* **The exercise**:
Render the records from their start through the line holding "[0,199,251,264]", inclusive, as a numbered list, skipping blank lines and leaving out the pictures.

Region annotation entries
○ ○ ○ ○ ○ ○ ○
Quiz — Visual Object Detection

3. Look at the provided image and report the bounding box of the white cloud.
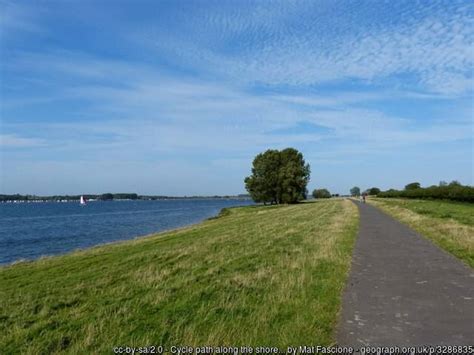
[0,134,46,148]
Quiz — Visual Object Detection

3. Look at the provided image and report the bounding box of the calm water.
[0,199,251,264]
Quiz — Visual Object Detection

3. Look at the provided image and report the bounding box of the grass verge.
[0,200,358,354]
[369,198,474,268]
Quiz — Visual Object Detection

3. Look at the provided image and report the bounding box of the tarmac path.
[337,202,474,347]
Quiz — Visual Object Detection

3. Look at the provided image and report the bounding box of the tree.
[313,189,331,198]
[100,193,114,201]
[351,186,360,196]
[245,148,310,204]
[367,187,380,195]
[405,182,421,190]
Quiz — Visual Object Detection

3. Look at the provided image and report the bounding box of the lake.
[0,199,253,264]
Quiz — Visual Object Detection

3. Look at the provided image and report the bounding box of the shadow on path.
[337,202,474,347]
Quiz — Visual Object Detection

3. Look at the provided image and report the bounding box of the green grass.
[0,200,358,354]
[369,198,474,267]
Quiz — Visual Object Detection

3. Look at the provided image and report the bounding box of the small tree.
[351,186,360,196]
[313,189,331,198]
[405,182,421,190]
[367,187,380,195]
[245,148,310,204]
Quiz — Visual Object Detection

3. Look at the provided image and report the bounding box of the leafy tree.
[351,186,360,196]
[100,193,114,201]
[313,189,331,198]
[405,182,421,190]
[245,148,310,204]
[367,187,380,195]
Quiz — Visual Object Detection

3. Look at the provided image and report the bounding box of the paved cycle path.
[337,202,474,347]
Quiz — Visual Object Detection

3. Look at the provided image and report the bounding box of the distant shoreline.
[0,193,251,203]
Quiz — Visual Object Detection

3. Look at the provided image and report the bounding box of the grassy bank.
[369,198,474,267]
[0,200,358,353]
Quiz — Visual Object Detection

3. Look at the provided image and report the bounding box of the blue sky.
[0,0,474,195]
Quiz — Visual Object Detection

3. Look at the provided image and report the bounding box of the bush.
[377,182,474,202]
[313,189,331,198]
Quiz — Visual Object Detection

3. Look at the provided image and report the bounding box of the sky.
[0,0,474,195]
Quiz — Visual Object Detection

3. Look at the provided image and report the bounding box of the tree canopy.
[351,186,360,196]
[313,189,331,198]
[405,182,421,190]
[367,187,380,195]
[245,148,310,204]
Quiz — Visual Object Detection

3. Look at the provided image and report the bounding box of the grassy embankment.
[369,198,474,267]
[0,200,358,354]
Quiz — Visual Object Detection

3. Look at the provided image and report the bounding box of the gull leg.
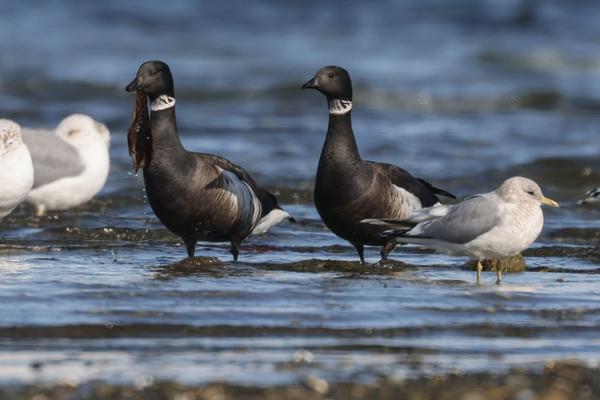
[35,204,46,217]
[477,260,483,285]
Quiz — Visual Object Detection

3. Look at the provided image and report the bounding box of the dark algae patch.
[0,362,600,400]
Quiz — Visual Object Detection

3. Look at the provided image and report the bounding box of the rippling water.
[0,0,600,385]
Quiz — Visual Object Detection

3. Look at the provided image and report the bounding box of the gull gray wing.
[404,193,502,244]
[22,129,85,189]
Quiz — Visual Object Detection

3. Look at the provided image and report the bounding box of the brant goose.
[363,176,558,283]
[23,114,110,216]
[0,119,33,219]
[577,187,600,205]
[302,66,454,262]
[126,61,293,261]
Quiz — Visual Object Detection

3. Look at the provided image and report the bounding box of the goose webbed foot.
[352,243,365,265]
[183,239,196,258]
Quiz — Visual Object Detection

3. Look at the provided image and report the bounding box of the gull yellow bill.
[542,196,558,207]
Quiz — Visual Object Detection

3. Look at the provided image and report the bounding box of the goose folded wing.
[367,161,438,207]
[200,153,258,192]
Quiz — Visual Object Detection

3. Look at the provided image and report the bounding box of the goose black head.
[125,61,174,100]
[302,66,352,101]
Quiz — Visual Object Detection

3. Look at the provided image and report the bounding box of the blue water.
[0,0,600,385]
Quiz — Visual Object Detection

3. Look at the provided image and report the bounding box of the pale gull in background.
[364,177,558,282]
[0,119,33,219]
[23,114,110,215]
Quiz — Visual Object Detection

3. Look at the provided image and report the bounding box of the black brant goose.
[126,61,292,260]
[302,66,454,262]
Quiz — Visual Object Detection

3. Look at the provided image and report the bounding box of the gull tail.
[417,178,456,199]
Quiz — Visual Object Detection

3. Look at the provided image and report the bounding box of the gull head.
[56,114,110,147]
[496,176,558,207]
[0,119,23,156]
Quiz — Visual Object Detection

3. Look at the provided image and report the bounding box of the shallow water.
[0,0,600,385]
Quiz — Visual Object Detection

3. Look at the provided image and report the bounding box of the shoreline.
[0,361,600,400]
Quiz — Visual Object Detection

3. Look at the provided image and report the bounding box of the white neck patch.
[329,99,352,115]
[150,94,175,111]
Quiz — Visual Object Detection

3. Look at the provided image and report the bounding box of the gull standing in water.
[23,114,110,216]
[363,176,558,283]
[0,119,33,219]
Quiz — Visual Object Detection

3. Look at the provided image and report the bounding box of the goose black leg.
[353,243,365,264]
[183,239,196,258]
[231,238,242,261]
[379,240,396,263]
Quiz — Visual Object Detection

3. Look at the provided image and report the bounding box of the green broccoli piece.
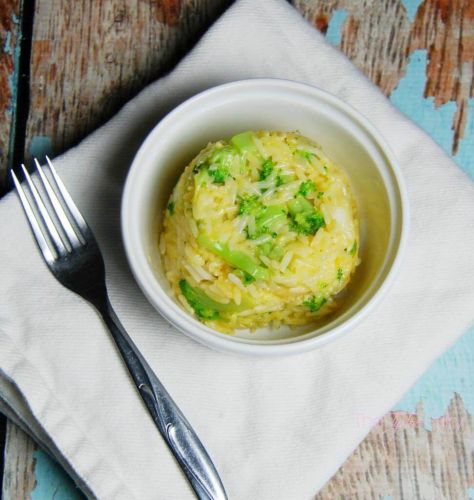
[179,280,220,320]
[288,195,326,236]
[179,279,253,320]
[197,234,270,280]
[207,165,229,184]
[290,211,326,236]
[303,295,328,312]
[275,174,295,187]
[197,146,238,184]
[296,179,316,197]
[234,269,255,286]
[260,158,275,181]
[239,195,263,215]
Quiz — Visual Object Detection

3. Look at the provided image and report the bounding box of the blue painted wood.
[31,450,85,500]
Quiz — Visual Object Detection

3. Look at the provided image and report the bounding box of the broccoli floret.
[207,165,229,184]
[290,211,326,236]
[179,280,219,320]
[234,269,255,286]
[296,179,316,196]
[239,195,263,215]
[198,146,238,184]
[303,295,328,312]
[260,158,275,181]
[288,195,326,236]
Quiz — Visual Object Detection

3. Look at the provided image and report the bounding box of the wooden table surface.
[0,0,474,500]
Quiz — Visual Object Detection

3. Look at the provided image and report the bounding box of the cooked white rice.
[159,131,359,333]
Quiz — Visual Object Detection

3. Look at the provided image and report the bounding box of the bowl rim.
[121,78,410,357]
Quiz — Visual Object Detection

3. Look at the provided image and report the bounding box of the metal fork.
[11,157,227,500]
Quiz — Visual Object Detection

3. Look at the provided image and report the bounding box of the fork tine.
[34,158,81,247]
[10,170,55,263]
[21,164,67,255]
[46,156,89,236]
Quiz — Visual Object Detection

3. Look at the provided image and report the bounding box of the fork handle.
[99,301,227,500]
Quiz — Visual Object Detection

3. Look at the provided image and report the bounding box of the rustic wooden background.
[0,0,474,500]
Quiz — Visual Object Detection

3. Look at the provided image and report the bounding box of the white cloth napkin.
[0,0,474,500]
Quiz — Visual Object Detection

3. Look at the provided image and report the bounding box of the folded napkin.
[0,0,474,500]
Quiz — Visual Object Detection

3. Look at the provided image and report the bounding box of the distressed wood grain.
[316,394,474,500]
[1,422,37,500]
[294,0,474,154]
[26,0,230,162]
[0,0,20,193]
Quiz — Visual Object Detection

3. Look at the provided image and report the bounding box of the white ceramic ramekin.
[122,79,408,356]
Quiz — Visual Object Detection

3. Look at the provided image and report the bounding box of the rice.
[157,131,359,333]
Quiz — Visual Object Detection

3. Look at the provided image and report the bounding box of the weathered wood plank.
[26,0,230,162]
[293,0,474,154]
[0,0,20,193]
[316,394,474,500]
[2,422,37,500]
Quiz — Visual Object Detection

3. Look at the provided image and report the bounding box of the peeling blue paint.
[402,0,423,22]
[30,450,85,500]
[326,9,347,47]
[3,31,13,55]
[390,50,456,158]
[28,135,53,160]
[393,327,474,429]
[455,98,474,180]
[390,50,474,179]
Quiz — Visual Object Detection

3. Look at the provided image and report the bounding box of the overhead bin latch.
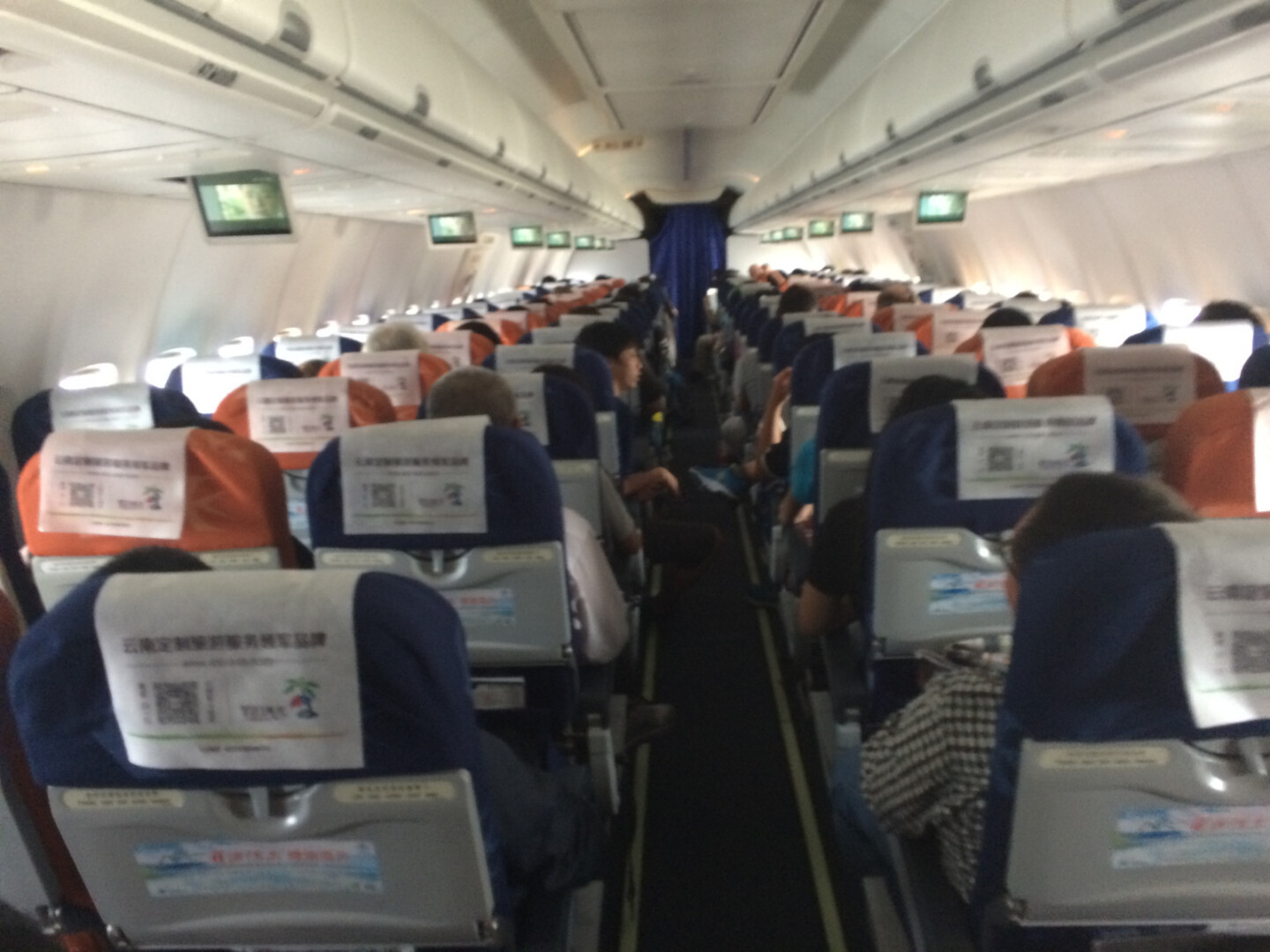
[277,4,314,56]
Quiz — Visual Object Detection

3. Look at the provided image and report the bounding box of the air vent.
[194,60,237,86]
[1230,4,1270,33]
[278,11,314,56]
[974,57,996,93]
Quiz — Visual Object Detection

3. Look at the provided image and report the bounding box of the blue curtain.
[649,205,728,361]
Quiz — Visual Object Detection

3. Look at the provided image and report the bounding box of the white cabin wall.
[569,239,653,280]
[0,184,573,403]
[912,150,1270,307]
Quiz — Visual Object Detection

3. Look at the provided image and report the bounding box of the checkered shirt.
[861,667,1005,901]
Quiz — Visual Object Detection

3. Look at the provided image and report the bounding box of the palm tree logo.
[282,678,320,718]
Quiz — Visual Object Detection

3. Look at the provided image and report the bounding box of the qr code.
[70,482,96,509]
[370,482,396,509]
[1230,631,1270,674]
[988,447,1015,472]
[155,681,198,725]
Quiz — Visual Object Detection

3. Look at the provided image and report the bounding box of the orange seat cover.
[18,429,296,569]
[1163,390,1270,519]
[1027,348,1226,443]
[212,380,396,470]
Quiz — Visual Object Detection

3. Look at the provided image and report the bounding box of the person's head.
[428,367,520,427]
[362,321,428,354]
[1005,472,1199,604]
[1195,301,1266,330]
[93,546,212,577]
[979,307,1031,330]
[459,322,497,346]
[574,321,644,393]
[886,373,988,424]
[776,285,815,317]
[878,282,917,311]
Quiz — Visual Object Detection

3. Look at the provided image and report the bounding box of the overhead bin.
[168,0,348,76]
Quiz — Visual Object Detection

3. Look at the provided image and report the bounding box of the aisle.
[620,386,869,952]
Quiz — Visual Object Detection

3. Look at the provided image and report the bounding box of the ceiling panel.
[609,86,770,130]
[571,0,811,88]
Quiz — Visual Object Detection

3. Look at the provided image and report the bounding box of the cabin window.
[57,363,119,390]
[216,335,255,357]
[145,346,198,387]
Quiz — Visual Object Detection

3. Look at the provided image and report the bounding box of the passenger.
[534,364,644,556]
[721,285,815,465]
[362,321,428,354]
[428,367,630,664]
[428,367,675,751]
[979,307,1031,330]
[577,321,722,614]
[797,375,987,638]
[86,546,609,904]
[832,473,1199,901]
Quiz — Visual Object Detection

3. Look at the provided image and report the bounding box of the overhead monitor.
[428,212,476,245]
[512,225,542,248]
[842,212,872,234]
[190,169,291,239]
[917,191,967,225]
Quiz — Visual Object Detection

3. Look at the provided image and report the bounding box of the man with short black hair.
[832,473,1199,901]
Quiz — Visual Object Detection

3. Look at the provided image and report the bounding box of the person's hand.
[623,465,679,502]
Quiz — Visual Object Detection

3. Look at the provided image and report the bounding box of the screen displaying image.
[193,169,291,237]
[428,212,476,245]
[512,225,542,248]
[842,212,872,231]
[917,191,967,225]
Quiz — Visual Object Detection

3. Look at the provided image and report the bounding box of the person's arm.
[754,367,794,457]
[623,465,679,502]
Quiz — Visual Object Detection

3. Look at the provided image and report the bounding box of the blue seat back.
[9,572,508,909]
[973,528,1270,924]
[868,401,1147,536]
[309,423,564,551]
[11,387,198,468]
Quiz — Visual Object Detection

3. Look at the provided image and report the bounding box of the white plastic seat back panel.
[1005,738,1270,934]
[314,542,572,666]
[874,528,1015,658]
[595,410,623,476]
[551,459,609,536]
[49,770,494,948]
[31,548,282,608]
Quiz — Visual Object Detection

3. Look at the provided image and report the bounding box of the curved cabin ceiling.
[416,0,946,201]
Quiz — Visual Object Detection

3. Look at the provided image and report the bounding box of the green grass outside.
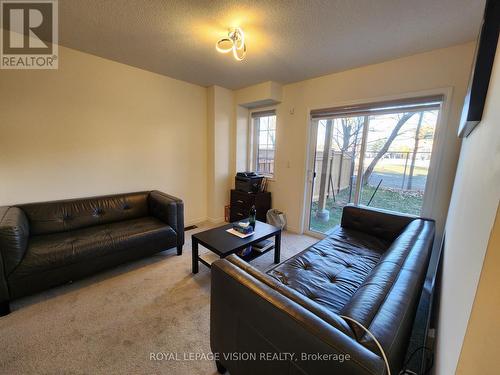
[310,185,423,233]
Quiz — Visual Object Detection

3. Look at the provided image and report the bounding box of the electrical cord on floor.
[398,346,434,375]
[340,315,391,375]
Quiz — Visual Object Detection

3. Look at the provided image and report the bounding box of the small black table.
[191,221,281,273]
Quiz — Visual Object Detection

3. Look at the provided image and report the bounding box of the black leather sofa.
[0,191,184,315]
[210,206,435,375]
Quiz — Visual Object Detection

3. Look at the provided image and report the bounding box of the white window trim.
[247,106,278,181]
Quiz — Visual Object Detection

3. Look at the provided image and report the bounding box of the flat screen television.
[458,0,500,137]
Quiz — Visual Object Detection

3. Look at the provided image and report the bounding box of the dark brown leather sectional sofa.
[0,191,184,314]
[210,206,434,375]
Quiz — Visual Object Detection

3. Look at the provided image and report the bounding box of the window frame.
[249,107,278,181]
[298,86,454,238]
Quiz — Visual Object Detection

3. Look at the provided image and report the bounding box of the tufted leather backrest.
[18,192,149,235]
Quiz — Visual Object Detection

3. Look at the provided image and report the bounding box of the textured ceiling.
[59,0,484,89]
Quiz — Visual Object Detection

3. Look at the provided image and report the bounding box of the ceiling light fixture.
[215,27,247,61]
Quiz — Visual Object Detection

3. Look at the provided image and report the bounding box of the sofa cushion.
[9,217,176,280]
[268,227,390,313]
[18,192,149,236]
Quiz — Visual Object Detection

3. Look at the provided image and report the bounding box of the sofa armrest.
[340,205,418,241]
[0,207,29,301]
[148,190,184,246]
[210,260,385,375]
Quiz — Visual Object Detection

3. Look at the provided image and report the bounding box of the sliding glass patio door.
[308,97,442,233]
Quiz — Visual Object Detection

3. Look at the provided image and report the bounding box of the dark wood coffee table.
[191,221,281,273]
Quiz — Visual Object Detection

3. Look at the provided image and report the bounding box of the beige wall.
[207,86,234,223]
[436,40,500,375]
[457,206,500,375]
[0,47,207,223]
[237,43,474,232]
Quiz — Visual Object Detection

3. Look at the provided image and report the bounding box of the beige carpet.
[0,225,317,375]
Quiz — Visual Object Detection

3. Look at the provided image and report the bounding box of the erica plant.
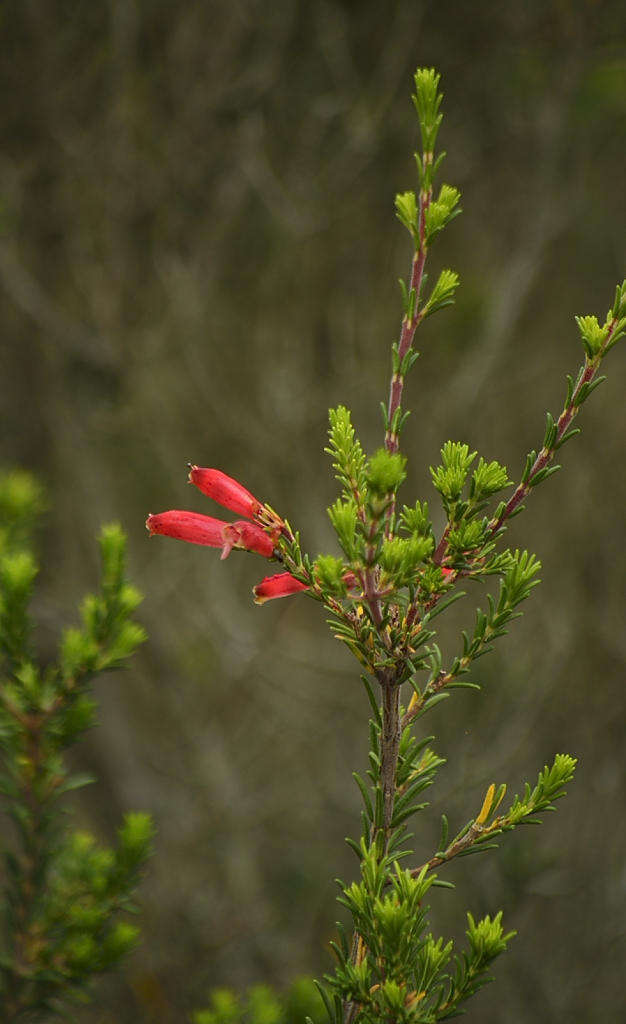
[148,69,626,1024]
[0,472,153,1024]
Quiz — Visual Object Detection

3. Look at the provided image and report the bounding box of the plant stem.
[380,680,401,835]
[385,188,432,454]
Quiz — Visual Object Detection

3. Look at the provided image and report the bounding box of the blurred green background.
[0,0,626,1024]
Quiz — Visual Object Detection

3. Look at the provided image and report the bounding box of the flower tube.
[190,466,263,519]
[145,509,275,558]
[252,572,308,604]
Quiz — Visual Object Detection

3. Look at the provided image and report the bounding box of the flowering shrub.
[148,70,626,1024]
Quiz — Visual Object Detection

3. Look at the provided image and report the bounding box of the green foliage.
[367,449,407,498]
[192,978,324,1024]
[262,70,626,1024]
[324,406,366,506]
[0,473,154,1021]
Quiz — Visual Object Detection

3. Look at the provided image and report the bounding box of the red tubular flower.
[190,466,263,519]
[145,509,275,558]
[221,519,276,558]
[145,509,227,548]
[252,572,308,604]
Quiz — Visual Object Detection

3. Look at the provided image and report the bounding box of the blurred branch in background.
[0,0,626,1024]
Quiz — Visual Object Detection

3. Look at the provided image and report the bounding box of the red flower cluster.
[145,466,308,604]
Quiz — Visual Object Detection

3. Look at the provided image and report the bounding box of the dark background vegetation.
[0,0,626,1024]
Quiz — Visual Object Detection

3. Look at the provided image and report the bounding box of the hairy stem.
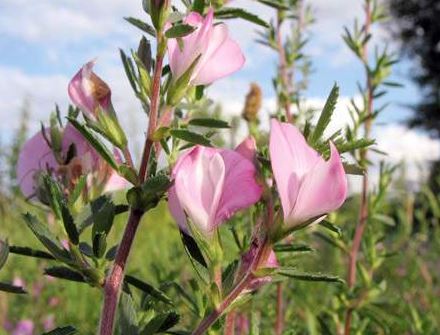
[275,283,284,335]
[99,210,143,335]
[100,32,164,335]
[344,1,374,335]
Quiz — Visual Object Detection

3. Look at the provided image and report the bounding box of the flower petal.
[192,24,245,85]
[216,150,263,225]
[288,143,348,225]
[269,119,322,219]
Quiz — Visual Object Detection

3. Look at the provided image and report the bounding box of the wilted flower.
[269,119,347,226]
[168,140,262,236]
[168,8,245,85]
[17,124,125,198]
[68,61,111,120]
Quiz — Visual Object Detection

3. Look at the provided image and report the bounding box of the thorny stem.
[100,31,164,335]
[344,1,373,335]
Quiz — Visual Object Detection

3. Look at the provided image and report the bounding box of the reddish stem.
[344,1,374,335]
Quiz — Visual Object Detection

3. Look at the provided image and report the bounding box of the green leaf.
[124,275,173,305]
[44,266,86,283]
[93,232,107,258]
[188,118,231,128]
[124,17,156,37]
[310,84,339,144]
[119,292,139,335]
[165,24,196,38]
[170,129,211,146]
[0,240,9,270]
[318,220,342,237]
[180,231,208,268]
[42,326,78,335]
[127,174,172,211]
[273,243,315,252]
[9,245,55,260]
[23,213,70,262]
[0,282,27,294]
[68,118,118,171]
[277,268,345,284]
[60,201,79,245]
[140,312,180,335]
[215,7,269,28]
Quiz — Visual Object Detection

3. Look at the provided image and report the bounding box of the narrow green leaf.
[42,326,78,335]
[277,268,345,284]
[310,84,339,144]
[165,24,196,38]
[23,213,70,261]
[188,118,231,128]
[170,129,211,146]
[215,7,269,28]
[68,118,118,171]
[124,275,173,305]
[0,240,9,270]
[118,292,139,335]
[124,17,156,37]
[44,266,86,283]
[0,282,27,294]
[9,245,55,260]
[318,220,342,237]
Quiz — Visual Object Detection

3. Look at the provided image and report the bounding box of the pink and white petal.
[288,143,348,225]
[269,119,322,219]
[216,150,263,224]
[235,136,257,162]
[67,60,96,117]
[104,172,130,192]
[168,186,188,233]
[192,39,245,85]
[16,130,58,198]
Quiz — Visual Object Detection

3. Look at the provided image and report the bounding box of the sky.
[0,0,440,186]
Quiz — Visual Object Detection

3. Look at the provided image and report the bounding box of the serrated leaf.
[44,266,86,283]
[9,245,55,260]
[23,213,70,262]
[60,201,79,245]
[277,268,345,284]
[165,24,196,38]
[42,326,78,335]
[310,84,339,144]
[318,220,342,237]
[124,17,156,37]
[273,243,315,252]
[0,240,9,270]
[124,275,173,305]
[0,282,27,294]
[118,292,139,335]
[68,118,118,171]
[188,118,231,128]
[170,129,211,146]
[215,7,269,28]
[140,312,180,335]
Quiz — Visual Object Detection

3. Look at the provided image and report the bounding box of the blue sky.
[0,0,440,184]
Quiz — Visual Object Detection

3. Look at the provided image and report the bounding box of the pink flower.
[68,60,111,120]
[17,124,126,198]
[168,8,245,85]
[168,140,262,236]
[269,119,347,226]
[11,320,34,335]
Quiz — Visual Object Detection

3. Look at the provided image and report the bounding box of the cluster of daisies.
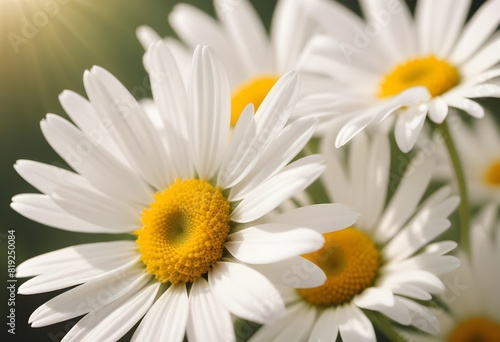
○ ○ ○ ○ ○ ○ ○
* **Result for this task**:
1. Quiz — Visual Object Detection
2. 3. Look at the provided image and report the bounding box of the white cloud.
3. [0,134,46,148]
4. Quiz — Visual Object Detection
5. 3. Look at the provided image and report the bounding box of the calm water.
6. [0,199,251,264]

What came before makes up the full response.